> [Extrait]:
☆ ☆ ☆ ☆ ☆
Ce résultat est le produit d’observations faites en continuant à surveiller l’étoile depuis 2019 avec le VLT en mobilisant l’instrument Sphere (Spectro-Polarimetric High-contrast Exoplanet REsearch) pour obtenir une image directe de la surface de Bételgeuse, ainsi que les données de l’instrument Gravity du Very Large Telescope Interferometer (VLTI) afin de surveiller Bételgeuse tout au long de la diminution de sa luminosité ; ces observations se sont poursuivies aussi après avril 2020, période où l’étoile avait retrouvé sa luminosité normale. L’interprétation de ces observations va dans le même sens que celle tirée des données collectées par Hubble.
Toujours est-il que « nous avons assisté en direct à la formation de ce que l’on appelle la poussière d’étoile », explique donc Miguel Montargès. Ce n’est pas anodin car, comme le mentionne aussi dans le communiqué de l’Eso, Emily Cannon : « La poussière expulsée des étoiles froides en fin de vie, comme celle dont nous venons d’être témoins, pourrait constituer les briques élémentaires des planètes telluriques et de la vie ».
☆ ☆ ☆ ☆ ☆
> [Consignes]:
(a) Relevez tous les télescopes et instruments d'observation nommés dans l'extrait sur Bételgeuse.
(b) Rédigez la suite de l'extrait sur Bételgeuse à partir de sa dernière phrase.
☆ ☆ ☆ ☆ ☆
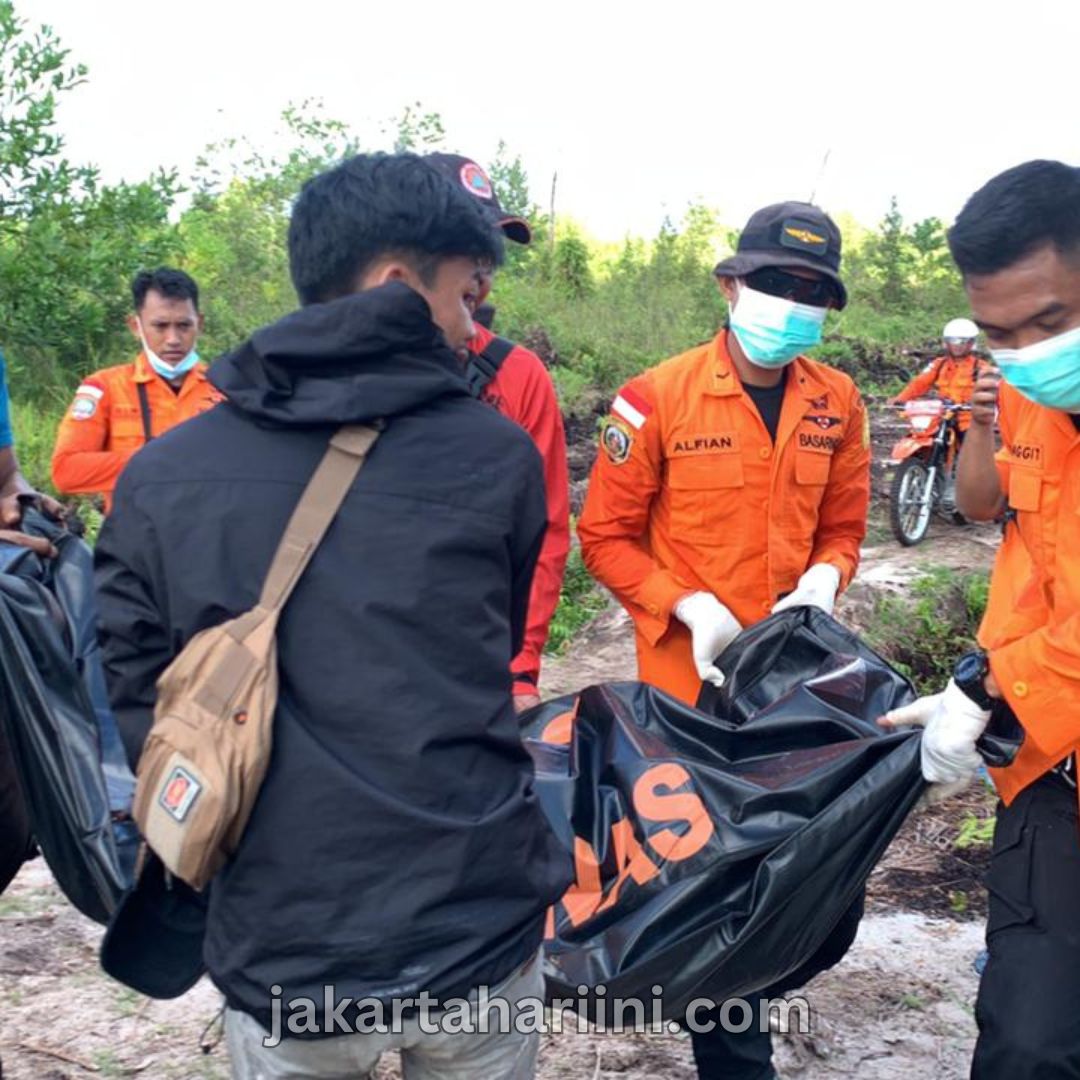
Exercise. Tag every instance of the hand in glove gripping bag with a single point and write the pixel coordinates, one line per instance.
(712, 628)
(953, 723)
(818, 586)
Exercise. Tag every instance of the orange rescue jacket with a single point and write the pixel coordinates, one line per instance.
(689, 493)
(1031, 630)
(104, 427)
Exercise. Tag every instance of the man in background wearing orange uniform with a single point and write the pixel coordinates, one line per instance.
(514, 380)
(953, 375)
(119, 409)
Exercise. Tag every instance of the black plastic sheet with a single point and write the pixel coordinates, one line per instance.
(53, 712)
(716, 849)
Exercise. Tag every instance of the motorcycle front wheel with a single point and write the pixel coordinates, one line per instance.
(910, 501)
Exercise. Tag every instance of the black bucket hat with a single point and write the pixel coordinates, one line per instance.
(788, 234)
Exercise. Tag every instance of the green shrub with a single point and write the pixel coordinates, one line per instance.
(923, 631)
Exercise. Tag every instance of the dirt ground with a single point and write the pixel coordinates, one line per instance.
(900, 1006)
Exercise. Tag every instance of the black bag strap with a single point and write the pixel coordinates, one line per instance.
(483, 367)
(144, 407)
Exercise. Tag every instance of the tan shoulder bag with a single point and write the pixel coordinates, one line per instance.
(213, 721)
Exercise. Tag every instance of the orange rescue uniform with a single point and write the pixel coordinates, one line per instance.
(689, 494)
(104, 426)
(954, 378)
(1031, 630)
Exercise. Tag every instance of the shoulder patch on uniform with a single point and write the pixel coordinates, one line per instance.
(83, 406)
(631, 407)
(617, 441)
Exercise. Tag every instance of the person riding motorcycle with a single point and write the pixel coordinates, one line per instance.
(952, 375)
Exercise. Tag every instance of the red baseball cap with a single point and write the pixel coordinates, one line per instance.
(466, 172)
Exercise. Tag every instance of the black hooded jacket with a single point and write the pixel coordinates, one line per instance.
(396, 844)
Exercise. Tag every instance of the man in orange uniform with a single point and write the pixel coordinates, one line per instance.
(952, 375)
(732, 482)
(118, 410)
(513, 379)
(1017, 245)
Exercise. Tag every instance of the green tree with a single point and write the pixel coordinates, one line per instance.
(418, 131)
(571, 269)
(35, 70)
(68, 243)
(234, 232)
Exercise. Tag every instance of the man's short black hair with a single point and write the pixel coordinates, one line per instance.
(380, 204)
(1017, 212)
(174, 284)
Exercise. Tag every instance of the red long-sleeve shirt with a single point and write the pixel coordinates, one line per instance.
(523, 391)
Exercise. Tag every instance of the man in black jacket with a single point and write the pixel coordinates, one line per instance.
(396, 846)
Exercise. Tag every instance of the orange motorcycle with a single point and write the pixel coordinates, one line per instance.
(925, 481)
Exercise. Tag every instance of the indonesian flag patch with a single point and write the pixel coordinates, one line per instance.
(631, 407)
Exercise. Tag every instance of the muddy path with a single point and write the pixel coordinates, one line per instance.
(899, 1008)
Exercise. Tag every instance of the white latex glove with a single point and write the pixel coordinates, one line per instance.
(818, 586)
(953, 723)
(712, 626)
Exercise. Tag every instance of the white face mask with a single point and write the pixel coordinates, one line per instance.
(772, 331)
(166, 370)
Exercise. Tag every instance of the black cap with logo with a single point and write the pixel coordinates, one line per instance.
(466, 172)
(788, 234)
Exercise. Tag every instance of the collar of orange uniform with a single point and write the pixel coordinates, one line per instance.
(725, 382)
(144, 373)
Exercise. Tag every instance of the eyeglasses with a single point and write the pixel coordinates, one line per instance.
(817, 292)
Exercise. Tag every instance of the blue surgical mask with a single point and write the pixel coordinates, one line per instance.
(1047, 373)
(166, 370)
(772, 331)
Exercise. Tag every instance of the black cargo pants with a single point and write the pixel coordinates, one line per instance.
(14, 824)
(747, 1055)
(1028, 1006)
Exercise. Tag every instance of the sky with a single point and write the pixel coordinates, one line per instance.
(639, 108)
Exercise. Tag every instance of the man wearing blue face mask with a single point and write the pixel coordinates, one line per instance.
(119, 409)
(732, 482)
(1017, 244)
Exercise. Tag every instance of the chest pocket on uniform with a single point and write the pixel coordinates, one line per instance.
(125, 427)
(1025, 488)
(812, 467)
(706, 497)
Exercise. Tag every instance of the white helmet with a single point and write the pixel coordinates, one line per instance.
(961, 328)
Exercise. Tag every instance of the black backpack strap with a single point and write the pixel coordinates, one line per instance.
(483, 367)
(144, 407)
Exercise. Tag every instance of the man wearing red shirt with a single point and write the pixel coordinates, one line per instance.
(514, 380)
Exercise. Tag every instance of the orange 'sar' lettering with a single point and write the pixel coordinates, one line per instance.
(582, 899)
(631, 860)
(673, 806)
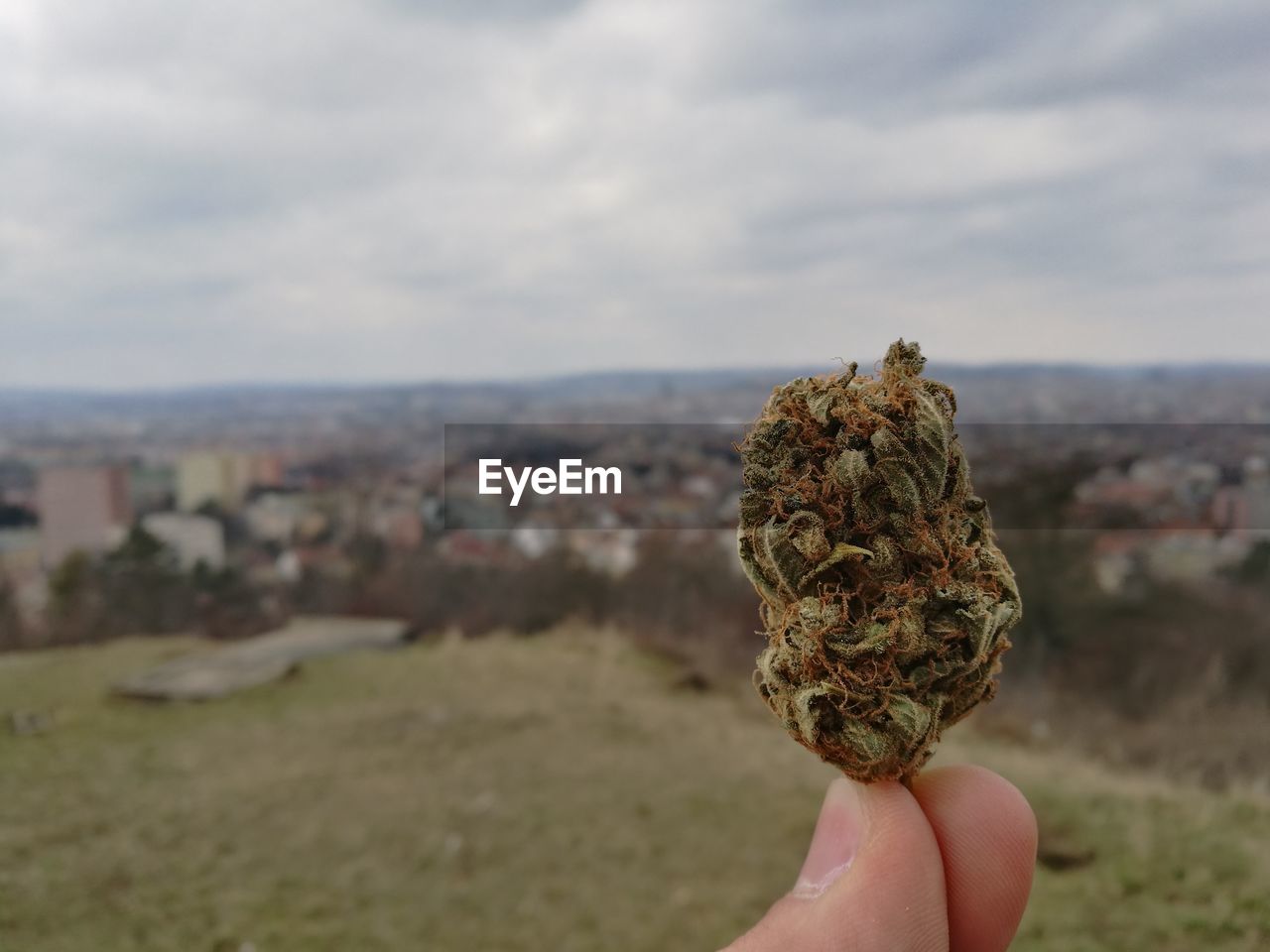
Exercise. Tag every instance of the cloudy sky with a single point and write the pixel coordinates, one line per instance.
☆ ☆ ☆ ☆ ☆
> [Réponses attendues]:
(a)
- le VLT
- Sphere (Spectro-Polarimetric High-contrast Exoplanet REsearch)
- Gravity
- le Very Large Telescope Interferometer (VLTI)
- Hubble

(b)
Il existe une théorie de la formation de grains de poussières par condensation d’éjectas de matière par des étoiles en fin de vie et les observations de Bételgeuse apportent la preuve que la formation de poussière peut se produire très rapidement et à proximité de la surface d’une étoile comme l’indique le communiqué de l’Eso. Mieux ! on retrouve ces grains présolaires à l’intérieur des météorites du Système solaire, ce qui nous a permis de préciser leurs compositions. On y trouve des matériaux réfractaires comme le carbure de silicium, des minéraux silicatés de la famille de l’olivine et du pyroxène et même des diamants !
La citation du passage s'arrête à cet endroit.